Amaç 1:
Kayıtları en baştan "[487,686,540,719]" içeren satıra kadar, bu satır da dahil olmak üzere yeniden yazın. Bu satırlarda "raised arm" yerine "lifted arm" koyun, diğer her şeyi değiştirmeden bırakın ve görselleri yanıta almayın.

Home » Eğitim » Öğrenmeyi Sevmeyen Çocuklar Mı Yetiştiriyoruz?

Öğrenmeyi Sevmeyen Çocuklar Mı Yetiştiriyoruz?

Veli toplantısında karşımda oturan anneyi yıllardır tanıyorum. Birlikte çok şey yaşadık ve paylaştık. Üç çocuğuna da öğretmenlik yaptım. Birlikte geçirdiğimiz bunca zaman içinde arkadaş bile olduğumuzu söyleyebilirim. Kendisi, çocuklarını bütün kalbiyle sevdiği çok net olan sağduyulu bir anne. Güçlü ve zayıf yanlarıyla ilgili ona karşı hep dürüst oldum ve gerçeği söylemem konusunda onun da bana güvendiğini düşünüyorum. Ancak kendisini bir süredir rahatsız eden bir sorundan bahsettiğinde, yapabileceğim tek şey başımı sallayarak zaman kazanmaya çalışmak oldu.

Gösterilen Veriler:
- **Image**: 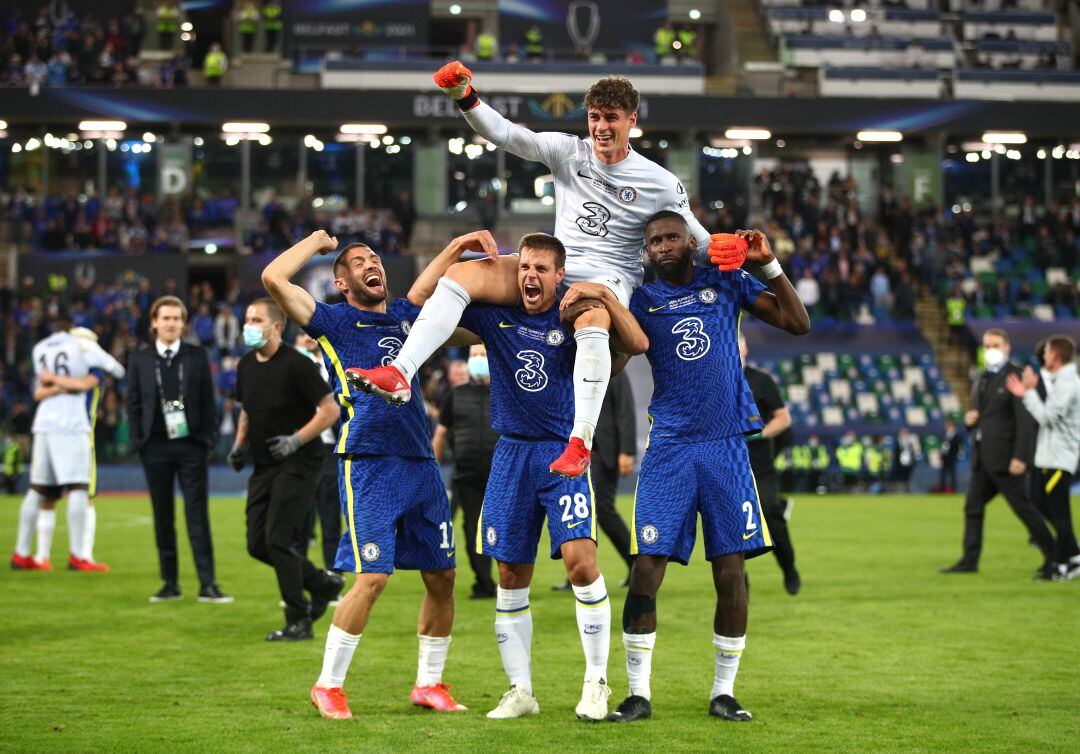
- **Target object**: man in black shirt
[229,298,345,642]
[432,345,499,600]
[739,335,802,595]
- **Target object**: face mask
[244,325,267,348]
[469,356,491,379]
[983,348,1005,369]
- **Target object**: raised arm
[408,230,499,307]
[433,60,578,169]
[735,230,810,335]
[559,283,649,356]
[262,230,337,326]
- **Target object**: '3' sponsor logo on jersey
[379,338,402,366]
[514,351,548,393]
[672,317,713,361]
[575,202,611,238]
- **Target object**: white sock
[416,634,450,686]
[68,489,90,557]
[570,327,611,448]
[35,508,56,563]
[393,278,472,380]
[495,587,532,694]
[708,634,746,700]
[15,489,45,557]
[315,623,362,688]
[81,503,97,563]
[573,576,611,681]
[622,631,657,699]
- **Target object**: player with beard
[347,69,708,477]
[382,233,648,721]
[611,212,810,722]
[262,231,486,719]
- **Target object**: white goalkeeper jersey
[31,333,124,433]
[464,102,708,288]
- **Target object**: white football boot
[573,678,611,723]
[487,686,540,719]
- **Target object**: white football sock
[80,503,97,563]
[393,278,472,381]
[570,327,611,448]
[15,489,45,557]
[573,576,611,681]
[622,631,657,699]
[315,623,363,688]
[68,489,90,557]
[416,634,450,686]
[495,587,532,694]
[708,634,746,700]
[35,508,56,563]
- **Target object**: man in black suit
[127,296,232,603]
[941,329,1054,575]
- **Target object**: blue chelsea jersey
[461,304,578,440]
[303,298,434,458]
[630,268,765,443]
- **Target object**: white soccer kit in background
[464,102,708,306]
[30,333,124,486]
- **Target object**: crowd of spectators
[5,186,413,254]
[0,2,152,93]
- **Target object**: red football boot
[345,365,413,405]
[68,555,109,574]
[311,686,352,719]
[408,684,469,712]
[11,552,37,570]
[548,437,593,480]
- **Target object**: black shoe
[1035,562,1062,581]
[937,561,978,574]
[311,571,345,622]
[608,694,652,723]
[150,583,184,602]
[199,583,235,605]
[267,618,315,642]
[708,694,754,723]
[784,568,802,597]
[469,583,498,600]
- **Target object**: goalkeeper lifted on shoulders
[350,60,710,477]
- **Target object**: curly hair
[585,76,640,113]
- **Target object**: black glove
[229,445,244,471]
[267,432,303,461]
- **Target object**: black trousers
[139,439,215,587]
[1031,469,1080,563]
[592,461,633,568]
[245,455,327,623]
[296,445,341,570]
[450,473,496,592]
[960,467,1054,566]
[754,471,795,574]
[937,460,956,490]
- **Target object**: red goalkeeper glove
[708,233,747,271]
[432,60,475,100]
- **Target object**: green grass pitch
[0,496,1080,752]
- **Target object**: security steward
[229,298,345,642]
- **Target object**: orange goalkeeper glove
[708,233,747,271]
[432,60,474,100]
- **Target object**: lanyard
[153,350,184,406]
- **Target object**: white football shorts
[30,432,91,486]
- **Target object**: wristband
[454,86,480,112]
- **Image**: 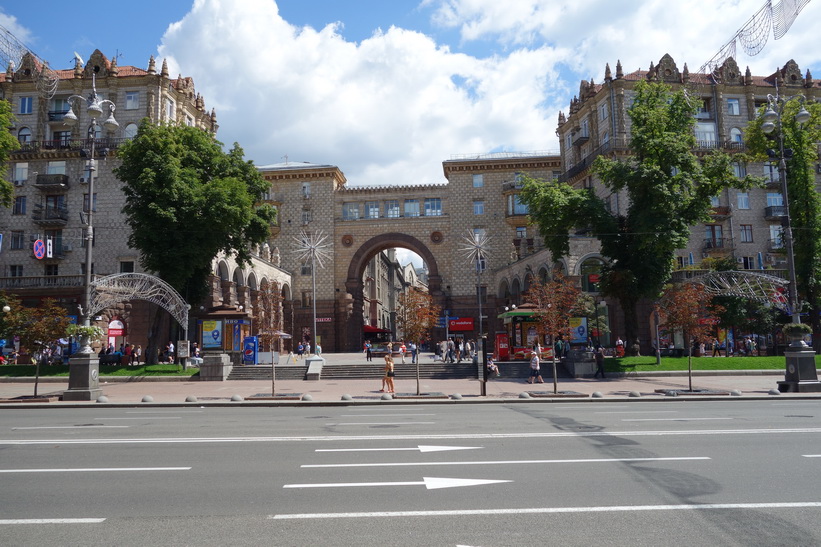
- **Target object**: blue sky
[0,0,821,192]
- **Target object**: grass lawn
[0,364,199,378]
[604,355,821,372]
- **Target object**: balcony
[701,237,733,254]
[764,205,787,220]
[34,177,68,192]
[31,205,68,227]
[710,205,733,220]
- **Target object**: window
[342,203,359,220]
[405,199,419,217]
[696,122,716,145]
[20,97,34,114]
[11,196,26,215]
[767,192,784,207]
[14,161,29,186]
[123,123,137,139]
[770,224,784,249]
[425,198,442,217]
[46,160,66,175]
[733,161,747,179]
[83,192,97,213]
[507,194,528,215]
[11,230,25,251]
[385,199,399,218]
[17,127,31,144]
[365,201,379,218]
[125,91,140,110]
[764,162,781,182]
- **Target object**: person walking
[527,351,544,384]
[593,344,604,380]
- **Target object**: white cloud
[154,0,821,185]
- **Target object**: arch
[87,273,191,337]
[344,232,443,351]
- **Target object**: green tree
[396,287,442,395]
[114,121,276,362]
[746,98,821,352]
[0,100,20,207]
[521,82,754,343]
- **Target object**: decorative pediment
[656,53,681,83]
[83,49,111,79]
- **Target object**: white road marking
[268,501,821,520]
[0,519,105,524]
[314,444,484,453]
[325,422,436,427]
[300,456,710,469]
[0,427,821,446]
[11,425,131,431]
[0,467,191,473]
[621,418,735,422]
[283,477,513,490]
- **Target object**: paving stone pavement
[0,354,821,408]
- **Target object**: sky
[0,0,821,268]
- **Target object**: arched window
[17,127,31,144]
[123,123,137,140]
[579,258,604,292]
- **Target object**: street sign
[32,239,46,260]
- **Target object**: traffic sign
[33,239,46,260]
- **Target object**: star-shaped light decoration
[294,230,332,268]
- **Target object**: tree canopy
[115,121,276,303]
[0,100,19,207]
[746,97,821,351]
[521,82,753,342]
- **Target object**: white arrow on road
[316,444,484,452]
[283,477,513,490]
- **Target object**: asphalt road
[0,400,821,546]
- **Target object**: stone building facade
[0,50,289,356]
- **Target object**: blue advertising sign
[242,336,259,365]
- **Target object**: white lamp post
[63,74,120,338]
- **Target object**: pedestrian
[593,344,604,380]
[527,351,544,384]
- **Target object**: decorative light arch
[88,273,191,338]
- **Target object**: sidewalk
[0,354,821,408]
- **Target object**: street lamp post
[63,73,120,401]
[761,87,821,392]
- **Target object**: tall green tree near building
[0,100,19,207]
[114,121,276,362]
[746,98,821,352]
[521,82,752,343]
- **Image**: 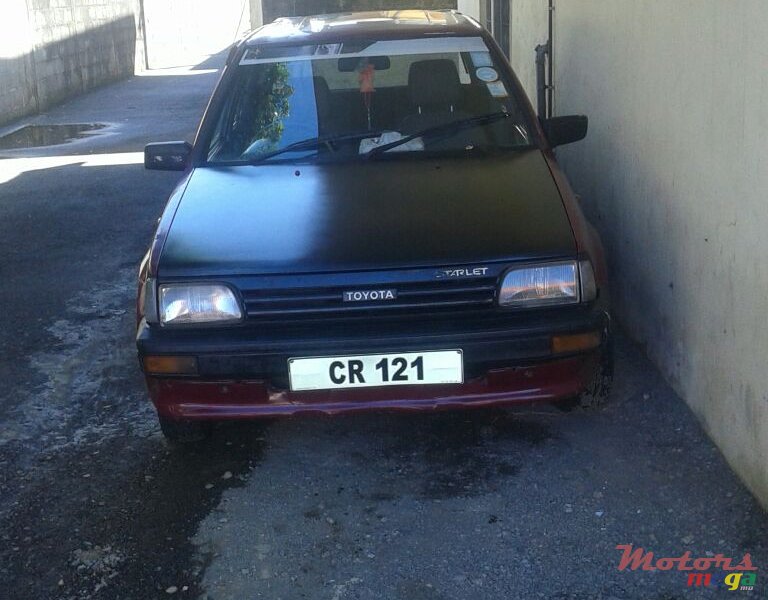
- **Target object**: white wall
[528,0,768,506]
[144,0,255,69]
[509,0,549,108]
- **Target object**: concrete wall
[513,0,768,506]
[0,0,143,123]
[143,0,262,69]
[262,0,456,23]
[509,0,549,108]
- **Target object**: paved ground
[0,57,768,600]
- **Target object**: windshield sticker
[240,37,491,66]
[469,48,493,67]
[485,81,509,98]
[475,67,499,82]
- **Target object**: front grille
[242,277,496,320]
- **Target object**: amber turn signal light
[144,356,197,375]
[552,331,600,354]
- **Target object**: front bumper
[137,307,610,419]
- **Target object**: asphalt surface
[0,57,768,600]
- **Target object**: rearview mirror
[144,142,192,171]
[541,115,589,148]
[338,56,391,73]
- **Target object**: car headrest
[408,58,461,107]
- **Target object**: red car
[137,11,611,440]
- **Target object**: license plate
[288,350,464,392]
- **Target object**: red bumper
[146,352,600,419]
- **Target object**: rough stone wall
[0,0,143,124]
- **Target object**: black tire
[157,416,211,444]
[577,338,613,410]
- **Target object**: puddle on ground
[0,123,106,150]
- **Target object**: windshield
[208,37,530,163]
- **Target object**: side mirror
[144,142,192,171]
[541,115,589,148]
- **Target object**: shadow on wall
[0,15,137,125]
[263,0,456,23]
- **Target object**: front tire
[578,338,613,410]
[157,416,211,445]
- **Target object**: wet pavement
[0,56,768,600]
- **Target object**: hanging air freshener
[358,63,376,130]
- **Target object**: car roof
[244,9,483,46]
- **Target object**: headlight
[159,284,243,325]
[499,261,579,307]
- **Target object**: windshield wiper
[248,131,382,165]
[363,111,512,158]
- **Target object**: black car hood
[158,150,576,278]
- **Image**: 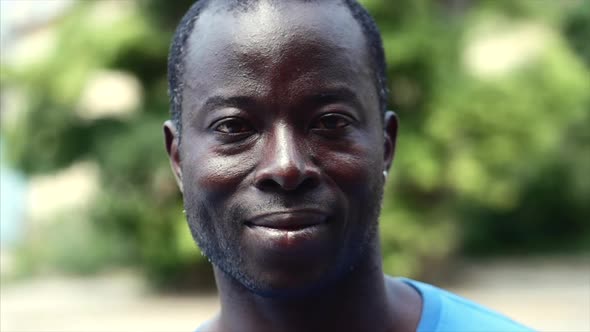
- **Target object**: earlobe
[383,111,398,171]
[164,120,183,193]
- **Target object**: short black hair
[168,0,388,139]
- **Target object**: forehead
[183,0,377,114]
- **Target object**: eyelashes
[209,112,358,143]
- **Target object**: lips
[245,209,327,231]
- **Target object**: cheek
[319,139,383,192]
[183,153,255,193]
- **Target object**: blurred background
[0,0,590,331]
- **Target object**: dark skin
[164,1,422,332]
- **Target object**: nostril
[256,179,281,191]
[299,177,319,190]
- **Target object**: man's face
[168,1,392,294]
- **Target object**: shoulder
[402,279,532,332]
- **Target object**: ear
[383,111,398,171]
[164,120,183,192]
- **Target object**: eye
[212,117,254,135]
[313,113,353,130]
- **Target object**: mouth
[245,209,328,231]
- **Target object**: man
[164,0,536,332]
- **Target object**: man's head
[165,0,397,295]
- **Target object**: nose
[254,126,320,191]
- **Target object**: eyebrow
[302,87,363,109]
[201,96,258,112]
[201,87,363,113]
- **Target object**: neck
[215,244,408,332]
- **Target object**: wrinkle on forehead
[183,1,374,115]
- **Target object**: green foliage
[2,0,590,286]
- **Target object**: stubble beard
[184,176,383,298]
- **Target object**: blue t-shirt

Amaç 2:
Seçilmiş bölüme göre aşağıdaki soruları yanıtlayın.
(a) Yazar, veli toplantısındaki annenin kaç çocuğuna öğretmenlik yapmıştır?
(b) Yazar, anneyle birlikte geçirdikleri zaman içinde neyi bile söyleyebileceğini belirtir?
(c) Anne kendisini rahatsız eden sorundan bahsettiğinde yazarın yapabildiği tek şey ne olmuştur?

Sonuç 1:
- **Image**: 
- **Target object**: man in black shirt
[229,298,345,642]
[432,345,499,600]
[739,335,802,595]
- **Target object**: face mask
[244,325,267,348]
[469,356,491,379]
[983,348,1005,369]
- **Target object**: lifted arm
[408,230,499,307]
[433,60,578,169]
[735,230,810,335]
[559,283,649,356]
[262,230,337,326]
- **Target object**: '3' sponsor logo on jersey
[379,338,402,366]
[514,351,548,393]
[672,317,713,361]
[575,202,611,238]
- **Target object**: white sock
[416,634,450,686]
[68,489,90,557]
[570,327,611,448]
[35,508,56,563]
[393,278,472,380]
[495,587,532,694]
[708,634,746,700]
[15,489,45,557]
[315,623,362,688]
[81,503,97,563]
[573,576,611,681]
[622,631,657,699]
- **Target object**: player with beard
[347,69,708,477]
[382,233,648,721]
[611,212,810,722]
[262,231,486,719]
- **Target object**: white goalkeeper jersey
[31,333,124,433]
[464,102,708,288]
- **Target object**: white football boot
[573,678,611,723]
[487,686,540,719]

Sonuç 2:
(a) Üç çocuğuna.
(b) Arkadaş bile olduklarını.
(c) Başını sallayarak zaman kazanmaya çalışmak.